Bin heute die XC/AM Tour abgefahren die ich eigentlich guiden wollte - die wird zu lang. Bin ohne größere Pausen im gemäßigten Tempo gefahren und habe knapp Stunden gebraucht. In einer größeren Gruppe dauert das erfahrungsgemäß deutlich länger. Aber es ist ja nicht so, das wir keine Strecken hier hätten.

VG

Michael


----------



## T!ll (8. November 2009)

Wo ging deine tour denn lang?


----------



## mstaab_canyon (9. November 2009)

Hallo,

huch, 4 Stunden hätte das heissen sollen. Ich bin vom Canyon Gebäude aus zur Moselbrücke -> über den Burgweg die Karthause hoch -> Schwedenschanze hoch zum Remstecken -> Waldesch -> Hünenfeld -> Singletrail ins Mühlental -> Boppard -> Bopparder Hamm zum Jakobsberg -> Jakobsberg - Schauren - Hünenfeld -> Waldesch -> Stadtwald -> Fernsehturm -> Forsthaus Kühkopf -> Königsbach -> am Rhein entlang zum Canyon Gebäude.

VG

Michael


----------



## Strider (9. November 2009)

Wird es denn am 14. schon neue Räder zum Anschauen und Probesitzen geben? Es gibt ja aus den meisten Modellreihen sofort lieferbare Modelle, dann sollten doch auch schon Anschauexemplare da sein?


----------



## T!ll (9. November 2009)

mstaab_canyon schrieb:


> Hallo,
> 
> huch, 4 Stunden hätte das heissen sollen. Ich bin vom Canyon Gebäude aus zur Moselbrücke -> über den Burgweg die Karthause hoch -> Schwedenschanze hoch zum Remstecken -> Waldesch -> Hünenfeld -> Singletrail ins Mühlental -> Boppard -> Bopparder Hamm zum Jakobsberg -> Jakobsberg - Schauren - Hünenfeld -> Waldesch -> Stadtwald -> Fernsehturm -> Forsthaus Kühkopf -> Königsbach -> am Rhein entlang zum Canyon Gebäude.
> 
> ...



Tolle Tour, bin im Sommer auch schonmal Teile deiner Strecke gefahren, Boppard wäre ja ein cooles Ziel gewesen, u.a. wegen dem Bikepark.
Aber ich denke auch dass es für eine Gruppenfahrt doch etwas länger dauern wird. 
Freue mich auf Samstag


----------



## Jogi (9. November 2009)

@ CANYON-Riders
nachwievor biete ich eine Mitfahrgelegenheit für je 1 Ross und Reiter vom Raum Sinsheim/Heidelberg nach Koblenz.

Gruß Jogi


----------



## nailz (9. November 2009)

Feine Sache!
########
## Aufgabenstellung
Beantworten Sie mithilfe der Forumsdiskussion oben diese Fragen:
(a) Wie viele Stunden hat die Tour laut Michaels Korrektur gedauert?
(b) Aus welchem Raum bietet Jogi eine Mitfahrgelegenheit nach Koblenz an?
(c) Weshalb wäre Boppard nach Aussage von T!ll unter anderem ein cooles Ziel gewesen?

## Material
########
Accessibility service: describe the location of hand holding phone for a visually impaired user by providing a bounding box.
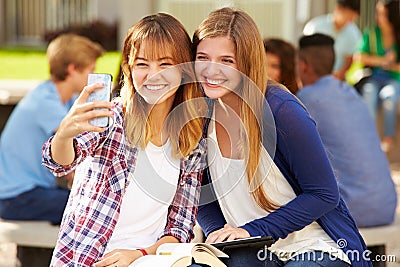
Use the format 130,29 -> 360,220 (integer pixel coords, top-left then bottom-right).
86,73 -> 112,127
########
## Lösung
(a) 4 Stunden
(b) Aus dem Raum Sinsheim/Heidelberg
(c) Wegen des Bikeparks